Please rescale the lines from the start up to and including the line with "<point>465,230</point>": give them again with the requests, multiplying every answer point coordinate by 0.65 and rounding to whole numbers, halves up. Leave the sample points in the requests unchanged, and omit the pictures.

━━━━━━━━━━━━━━━━━━━━

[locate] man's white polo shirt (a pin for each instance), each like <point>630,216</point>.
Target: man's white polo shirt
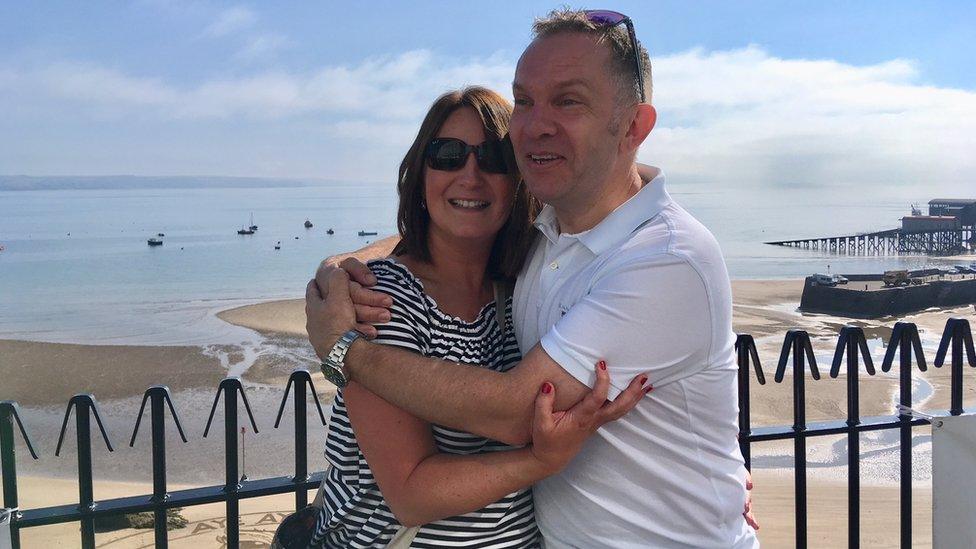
<point>646,290</point>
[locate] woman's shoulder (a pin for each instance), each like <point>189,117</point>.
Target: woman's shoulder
<point>394,276</point>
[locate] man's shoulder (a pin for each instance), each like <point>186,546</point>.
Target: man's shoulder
<point>672,235</point>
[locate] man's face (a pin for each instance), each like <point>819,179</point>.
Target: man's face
<point>564,112</point>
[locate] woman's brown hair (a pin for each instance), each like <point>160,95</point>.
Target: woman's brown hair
<point>512,243</point>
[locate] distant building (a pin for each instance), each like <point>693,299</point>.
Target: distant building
<point>964,209</point>
<point>922,223</point>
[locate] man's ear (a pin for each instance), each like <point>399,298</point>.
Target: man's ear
<point>645,116</point>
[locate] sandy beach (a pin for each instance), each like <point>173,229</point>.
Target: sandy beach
<point>35,375</point>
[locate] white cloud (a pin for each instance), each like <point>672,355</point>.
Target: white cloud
<point>231,20</point>
<point>743,117</point>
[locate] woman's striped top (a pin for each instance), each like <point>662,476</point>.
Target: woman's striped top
<point>355,514</point>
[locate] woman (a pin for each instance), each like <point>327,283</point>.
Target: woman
<point>465,230</point>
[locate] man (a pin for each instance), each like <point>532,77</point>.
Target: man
<point>619,272</point>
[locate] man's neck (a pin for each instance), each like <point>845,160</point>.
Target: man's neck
<point>582,216</point>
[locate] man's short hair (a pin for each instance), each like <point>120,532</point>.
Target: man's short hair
<point>617,40</point>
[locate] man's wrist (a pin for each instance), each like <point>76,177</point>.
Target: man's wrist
<point>354,357</point>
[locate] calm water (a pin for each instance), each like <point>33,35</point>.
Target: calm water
<point>76,266</point>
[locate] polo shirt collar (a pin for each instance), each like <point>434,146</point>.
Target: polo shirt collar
<point>619,224</point>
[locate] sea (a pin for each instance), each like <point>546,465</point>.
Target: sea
<point>75,266</point>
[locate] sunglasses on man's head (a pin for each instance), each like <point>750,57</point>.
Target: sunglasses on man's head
<point>451,154</point>
<point>609,19</point>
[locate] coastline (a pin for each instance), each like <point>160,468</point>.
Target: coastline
<point>118,375</point>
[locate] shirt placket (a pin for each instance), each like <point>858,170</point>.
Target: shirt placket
<point>553,273</point>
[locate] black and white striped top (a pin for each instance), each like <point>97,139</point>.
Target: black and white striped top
<point>355,514</point>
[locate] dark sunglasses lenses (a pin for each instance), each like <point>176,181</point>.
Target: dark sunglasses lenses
<point>609,18</point>
<point>605,17</point>
<point>450,154</point>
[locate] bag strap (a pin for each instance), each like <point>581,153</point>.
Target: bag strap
<point>502,291</point>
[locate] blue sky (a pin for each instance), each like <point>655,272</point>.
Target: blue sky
<point>840,92</point>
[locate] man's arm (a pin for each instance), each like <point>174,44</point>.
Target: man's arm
<point>478,400</point>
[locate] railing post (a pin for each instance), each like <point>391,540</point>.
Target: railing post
<point>745,348</point>
<point>301,380</point>
<point>229,387</point>
<point>798,342</point>
<point>904,337</point>
<point>957,332</point>
<point>8,462</point>
<point>851,341</point>
<point>85,406</point>
<point>158,396</point>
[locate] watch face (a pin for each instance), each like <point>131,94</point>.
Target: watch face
<point>334,376</point>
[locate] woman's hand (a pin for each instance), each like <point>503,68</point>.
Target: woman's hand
<point>558,436</point>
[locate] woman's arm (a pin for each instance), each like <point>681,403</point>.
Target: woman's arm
<point>422,485</point>
<point>419,483</point>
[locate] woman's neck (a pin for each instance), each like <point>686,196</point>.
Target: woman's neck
<point>455,275</point>
<point>463,262</point>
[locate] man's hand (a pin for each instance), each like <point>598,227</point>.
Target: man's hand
<point>327,319</point>
<point>747,509</point>
<point>558,436</point>
<point>371,306</point>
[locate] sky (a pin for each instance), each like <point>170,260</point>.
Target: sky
<point>870,95</point>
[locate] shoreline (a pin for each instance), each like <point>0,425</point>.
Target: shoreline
<point>118,375</point>
<point>772,499</point>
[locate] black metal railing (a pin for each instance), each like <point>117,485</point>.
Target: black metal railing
<point>234,489</point>
<point>851,343</point>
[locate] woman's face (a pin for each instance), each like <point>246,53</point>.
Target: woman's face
<point>469,203</point>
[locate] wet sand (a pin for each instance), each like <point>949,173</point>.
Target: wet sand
<point>42,376</point>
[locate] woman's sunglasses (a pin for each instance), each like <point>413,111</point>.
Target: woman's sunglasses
<point>451,154</point>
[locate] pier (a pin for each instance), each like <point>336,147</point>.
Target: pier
<point>949,229</point>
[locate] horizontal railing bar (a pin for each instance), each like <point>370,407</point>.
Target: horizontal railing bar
<point>180,498</point>
<point>826,428</point>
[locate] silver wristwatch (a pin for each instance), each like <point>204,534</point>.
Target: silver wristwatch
<point>332,367</point>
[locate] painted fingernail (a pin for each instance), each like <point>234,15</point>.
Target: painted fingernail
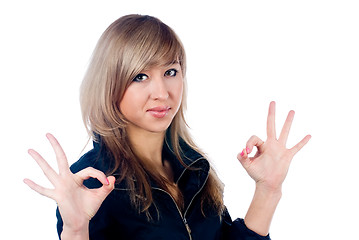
<point>247,149</point>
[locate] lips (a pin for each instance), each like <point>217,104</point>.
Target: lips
<point>159,112</point>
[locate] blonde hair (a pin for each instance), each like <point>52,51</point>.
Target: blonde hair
<point>129,45</point>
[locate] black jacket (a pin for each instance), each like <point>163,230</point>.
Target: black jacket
<point>116,219</point>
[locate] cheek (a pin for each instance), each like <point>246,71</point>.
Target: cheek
<point>129,101</point>
<point>177,90</point>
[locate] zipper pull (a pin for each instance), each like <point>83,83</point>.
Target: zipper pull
<point>187,226</point>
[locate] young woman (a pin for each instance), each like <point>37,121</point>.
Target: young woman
<point>145,178</point>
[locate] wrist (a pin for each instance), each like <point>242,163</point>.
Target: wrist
<point>75,234</point>
<point>268,189</point>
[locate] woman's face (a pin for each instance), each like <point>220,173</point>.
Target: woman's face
<point>153,98</point>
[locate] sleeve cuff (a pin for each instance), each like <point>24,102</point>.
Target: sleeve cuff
<point>239,231</point>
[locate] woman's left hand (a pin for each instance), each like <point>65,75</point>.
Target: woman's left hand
<point>271,162</point>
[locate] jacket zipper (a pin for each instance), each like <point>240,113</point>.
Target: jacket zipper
<point>184,220</point>
<point>183,216</point>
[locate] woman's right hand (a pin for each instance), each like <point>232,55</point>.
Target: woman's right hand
<point>77,204</point>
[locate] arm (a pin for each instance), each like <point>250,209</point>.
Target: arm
<point>77,204</point>
<point>268,168</point>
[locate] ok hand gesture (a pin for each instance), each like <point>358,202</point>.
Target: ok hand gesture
<point>270,164</point>
<point>77,204</point>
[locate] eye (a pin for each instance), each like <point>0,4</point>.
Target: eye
<point>171,73</point>
<point>140,77</point>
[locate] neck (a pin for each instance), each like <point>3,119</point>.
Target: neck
<point>147,145</point>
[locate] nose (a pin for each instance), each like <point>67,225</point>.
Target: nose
<point>159,89</point>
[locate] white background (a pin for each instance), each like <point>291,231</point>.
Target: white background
<point>241,55</point>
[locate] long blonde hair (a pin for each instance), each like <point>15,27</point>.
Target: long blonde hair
<point>129,45</point>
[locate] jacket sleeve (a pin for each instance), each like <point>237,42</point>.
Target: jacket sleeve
<point>237,230</point>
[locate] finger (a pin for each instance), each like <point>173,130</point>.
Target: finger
<point>94,173</point>
<point>37,188</point>
<point>253,141</point>
<point>301,144</point>
<point>243,158</point>
<point>60,154</point>
<point>106,189</point>
<point>283,137</point>
<point>271,132</point>
<point>45,167</point>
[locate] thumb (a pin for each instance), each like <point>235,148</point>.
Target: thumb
<point>106,189</point>
<point>243,158</point>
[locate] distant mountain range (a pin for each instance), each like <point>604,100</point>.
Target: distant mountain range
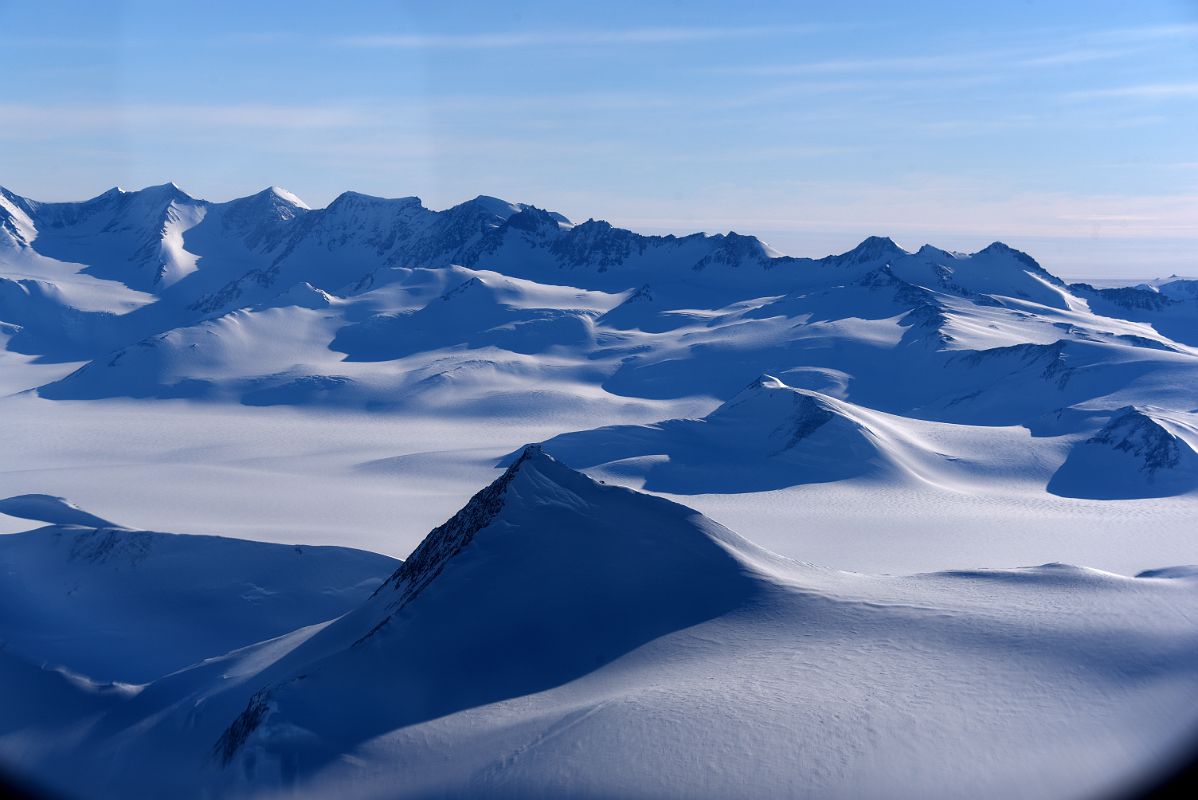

━━━━━━━━━━━━━━━━━━━━

Output:
[locate] man's white polo shirt (a pin for each instance), each like <point>630,216</point>.
Target: man's white polo shirt
<point>420,189</point>
[locate] woman's shoulder (a pin for each instance), each like <point>189,117</point>.
Target: woman's shoulder
<point>256,179</point>
[locate] man's shoulder (a pin for each instance), each like <point>186,546</point>.
Target: man's shoulder
<point>437,153</point>
[locate] man's face (a pin for each instance), each like <point>819,179</point>.
Target: man's face
<point>367,73</point>
[locate] woman's brown hair (a pin for each instance), each like <point>160,95</point>.
Target: woman's brown hair
<point>333,158</point>
[locate] distant building (a pin for each instance), each like <point>693,299</point>.
Target: distant building
<point>627,136</point>
<point>599,145</point>
[locate] man's ear (a pin for each instance), each like <point>399,298</point>.
Target: man's ear
<point>419,75</point>
[locate] sandy beach (a pin for each instance), each like <point>173,229</point>.
Target: sandy beach
<point>23,244</point>
[locate] white cloud (a pin for each instance), each like <point>672,355</point>.
Target: white cloud
<point>150,13</point>
<point>483,76</point>
[locate] woman's striped top (a pin for each instance), each like <point>662,476</point>.
Target: woman's striped top
<point>231,334</point>
[locate] woman (a pin for each instance), each like <point>327,283</point>.
Target: woman
<point>302,150</point>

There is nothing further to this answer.